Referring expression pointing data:
-=-=-

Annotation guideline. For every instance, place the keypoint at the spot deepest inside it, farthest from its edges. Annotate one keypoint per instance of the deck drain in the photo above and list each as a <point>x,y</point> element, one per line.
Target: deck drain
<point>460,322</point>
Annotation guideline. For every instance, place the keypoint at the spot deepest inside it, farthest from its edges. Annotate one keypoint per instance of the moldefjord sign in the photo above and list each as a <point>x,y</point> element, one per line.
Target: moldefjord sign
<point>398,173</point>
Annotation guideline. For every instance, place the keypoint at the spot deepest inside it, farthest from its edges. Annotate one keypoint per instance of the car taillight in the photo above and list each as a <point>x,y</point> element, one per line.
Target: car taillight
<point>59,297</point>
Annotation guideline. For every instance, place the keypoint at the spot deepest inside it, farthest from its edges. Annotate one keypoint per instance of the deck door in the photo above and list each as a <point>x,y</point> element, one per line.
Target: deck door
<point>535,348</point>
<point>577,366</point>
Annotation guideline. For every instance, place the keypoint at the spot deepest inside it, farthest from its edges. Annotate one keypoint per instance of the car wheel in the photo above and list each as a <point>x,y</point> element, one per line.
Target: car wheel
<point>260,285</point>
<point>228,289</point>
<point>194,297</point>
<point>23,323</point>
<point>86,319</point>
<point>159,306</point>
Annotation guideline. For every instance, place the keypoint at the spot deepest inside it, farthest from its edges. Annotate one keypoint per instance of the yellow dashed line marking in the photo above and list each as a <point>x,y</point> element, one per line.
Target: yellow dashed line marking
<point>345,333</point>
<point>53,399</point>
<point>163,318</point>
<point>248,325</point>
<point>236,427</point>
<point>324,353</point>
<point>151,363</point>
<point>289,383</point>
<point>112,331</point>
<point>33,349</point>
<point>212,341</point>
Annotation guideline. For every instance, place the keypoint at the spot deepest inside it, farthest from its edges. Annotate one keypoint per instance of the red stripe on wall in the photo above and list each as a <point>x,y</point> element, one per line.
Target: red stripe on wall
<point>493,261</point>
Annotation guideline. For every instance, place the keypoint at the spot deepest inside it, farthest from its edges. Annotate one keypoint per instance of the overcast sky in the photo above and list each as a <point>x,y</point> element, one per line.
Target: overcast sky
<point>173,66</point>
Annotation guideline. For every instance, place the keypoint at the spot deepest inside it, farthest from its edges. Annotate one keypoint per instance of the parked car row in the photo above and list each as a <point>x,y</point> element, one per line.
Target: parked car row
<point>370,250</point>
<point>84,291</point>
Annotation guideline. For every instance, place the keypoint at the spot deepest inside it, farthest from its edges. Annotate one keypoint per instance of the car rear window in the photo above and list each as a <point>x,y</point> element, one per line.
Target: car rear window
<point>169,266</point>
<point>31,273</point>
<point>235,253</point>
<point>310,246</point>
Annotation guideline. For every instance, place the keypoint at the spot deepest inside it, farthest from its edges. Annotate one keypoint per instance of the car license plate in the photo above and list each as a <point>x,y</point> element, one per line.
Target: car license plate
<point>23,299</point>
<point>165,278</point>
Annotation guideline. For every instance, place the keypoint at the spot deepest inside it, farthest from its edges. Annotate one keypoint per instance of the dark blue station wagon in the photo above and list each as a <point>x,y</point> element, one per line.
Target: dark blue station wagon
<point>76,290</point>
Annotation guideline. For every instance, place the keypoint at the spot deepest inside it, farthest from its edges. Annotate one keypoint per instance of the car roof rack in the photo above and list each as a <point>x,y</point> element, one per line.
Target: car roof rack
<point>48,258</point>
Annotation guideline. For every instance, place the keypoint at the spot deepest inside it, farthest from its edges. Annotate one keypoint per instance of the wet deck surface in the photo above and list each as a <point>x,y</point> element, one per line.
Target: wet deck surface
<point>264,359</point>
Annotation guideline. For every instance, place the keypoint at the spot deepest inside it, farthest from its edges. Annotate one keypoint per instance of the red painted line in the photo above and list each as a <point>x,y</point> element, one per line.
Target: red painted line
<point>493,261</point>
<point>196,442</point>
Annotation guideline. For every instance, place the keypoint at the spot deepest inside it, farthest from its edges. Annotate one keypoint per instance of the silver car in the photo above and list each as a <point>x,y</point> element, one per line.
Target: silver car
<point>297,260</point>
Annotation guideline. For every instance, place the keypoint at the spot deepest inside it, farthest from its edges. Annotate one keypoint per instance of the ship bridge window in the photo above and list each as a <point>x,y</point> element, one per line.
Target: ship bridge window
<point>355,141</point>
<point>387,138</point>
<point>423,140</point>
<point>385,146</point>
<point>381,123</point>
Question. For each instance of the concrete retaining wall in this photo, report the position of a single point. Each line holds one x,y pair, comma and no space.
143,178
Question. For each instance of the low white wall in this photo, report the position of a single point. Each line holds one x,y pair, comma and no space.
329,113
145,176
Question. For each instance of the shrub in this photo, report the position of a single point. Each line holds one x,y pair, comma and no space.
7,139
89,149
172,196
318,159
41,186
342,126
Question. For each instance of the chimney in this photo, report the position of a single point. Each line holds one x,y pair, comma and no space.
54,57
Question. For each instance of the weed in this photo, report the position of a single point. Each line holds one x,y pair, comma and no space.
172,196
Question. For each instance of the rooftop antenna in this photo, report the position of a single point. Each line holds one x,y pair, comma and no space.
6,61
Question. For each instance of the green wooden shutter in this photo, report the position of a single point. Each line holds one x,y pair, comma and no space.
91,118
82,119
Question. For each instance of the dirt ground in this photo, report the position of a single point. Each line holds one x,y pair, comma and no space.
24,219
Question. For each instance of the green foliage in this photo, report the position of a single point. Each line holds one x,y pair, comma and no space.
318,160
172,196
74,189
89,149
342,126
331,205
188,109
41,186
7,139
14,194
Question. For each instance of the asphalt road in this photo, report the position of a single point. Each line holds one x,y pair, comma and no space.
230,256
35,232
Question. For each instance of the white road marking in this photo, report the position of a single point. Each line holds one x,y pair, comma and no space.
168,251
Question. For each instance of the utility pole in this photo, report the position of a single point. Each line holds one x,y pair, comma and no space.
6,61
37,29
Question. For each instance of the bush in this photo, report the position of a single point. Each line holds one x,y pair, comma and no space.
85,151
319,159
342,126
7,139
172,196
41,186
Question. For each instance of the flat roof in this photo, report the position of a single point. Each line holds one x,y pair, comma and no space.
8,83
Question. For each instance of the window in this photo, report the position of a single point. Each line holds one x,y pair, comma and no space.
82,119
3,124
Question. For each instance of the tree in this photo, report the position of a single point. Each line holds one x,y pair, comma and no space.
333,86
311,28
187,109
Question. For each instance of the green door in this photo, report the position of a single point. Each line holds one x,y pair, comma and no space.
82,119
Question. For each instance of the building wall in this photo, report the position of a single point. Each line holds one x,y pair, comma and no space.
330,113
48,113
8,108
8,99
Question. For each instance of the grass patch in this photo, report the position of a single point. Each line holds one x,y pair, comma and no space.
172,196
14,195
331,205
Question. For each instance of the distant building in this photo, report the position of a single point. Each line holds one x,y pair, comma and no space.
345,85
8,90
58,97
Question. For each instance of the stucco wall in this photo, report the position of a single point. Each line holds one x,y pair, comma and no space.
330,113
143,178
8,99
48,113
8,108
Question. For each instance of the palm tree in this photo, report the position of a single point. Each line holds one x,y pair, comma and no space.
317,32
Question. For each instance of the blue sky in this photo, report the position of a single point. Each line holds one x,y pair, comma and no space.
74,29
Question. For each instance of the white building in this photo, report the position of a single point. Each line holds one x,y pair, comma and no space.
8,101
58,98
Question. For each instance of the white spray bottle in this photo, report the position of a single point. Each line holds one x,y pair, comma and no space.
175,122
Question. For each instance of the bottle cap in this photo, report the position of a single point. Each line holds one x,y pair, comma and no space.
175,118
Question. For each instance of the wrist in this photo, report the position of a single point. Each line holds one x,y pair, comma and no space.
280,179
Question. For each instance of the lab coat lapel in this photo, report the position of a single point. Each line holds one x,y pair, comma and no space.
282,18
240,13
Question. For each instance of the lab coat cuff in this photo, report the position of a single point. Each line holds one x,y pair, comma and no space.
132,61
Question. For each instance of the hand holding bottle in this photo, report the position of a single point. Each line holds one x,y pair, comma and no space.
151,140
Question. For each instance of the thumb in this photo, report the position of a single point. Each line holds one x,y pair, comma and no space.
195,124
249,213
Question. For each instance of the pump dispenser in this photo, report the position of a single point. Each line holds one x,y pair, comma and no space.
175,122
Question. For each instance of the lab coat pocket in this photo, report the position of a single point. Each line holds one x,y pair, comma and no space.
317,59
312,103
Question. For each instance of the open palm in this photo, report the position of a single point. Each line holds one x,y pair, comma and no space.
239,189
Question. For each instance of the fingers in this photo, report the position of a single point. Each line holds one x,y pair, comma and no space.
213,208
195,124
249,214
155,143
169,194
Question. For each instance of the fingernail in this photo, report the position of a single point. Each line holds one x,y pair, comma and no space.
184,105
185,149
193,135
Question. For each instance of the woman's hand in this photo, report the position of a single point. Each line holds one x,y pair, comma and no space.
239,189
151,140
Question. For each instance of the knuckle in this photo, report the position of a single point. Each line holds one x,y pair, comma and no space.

-=-=-

--- Your assignment ---
With the line holding "Target: deck door" as the first and the line holding "of the yellow" as the last, set down that range of the entries above exactly, and nothing else.

--- Exercise result ---
Target: deck door
<point>535,348</point>
<point>577,366</point>
Annotation guideline. For every instance, place the keypoint at the spot deepest inside it, farthest from its edges. Annotate one keypoint per instance of the car wheel in the photo above and list each as a <point>x,y</point> element, one per line.
Target: car wheel
<point>260,285</point>
<point>228,289</point>
<point>194,297</point>
<point>23,323</point>
<point>86,319</point>
<point>159,306</point>
Annotation guideline. For every instance, place the keypoint at the spot deepest inside it, farthest from its edges. Annotate one keypoint per instance of the yellow dashed line marking in the photo above and list each as a <point>x,y</point> element, one per line.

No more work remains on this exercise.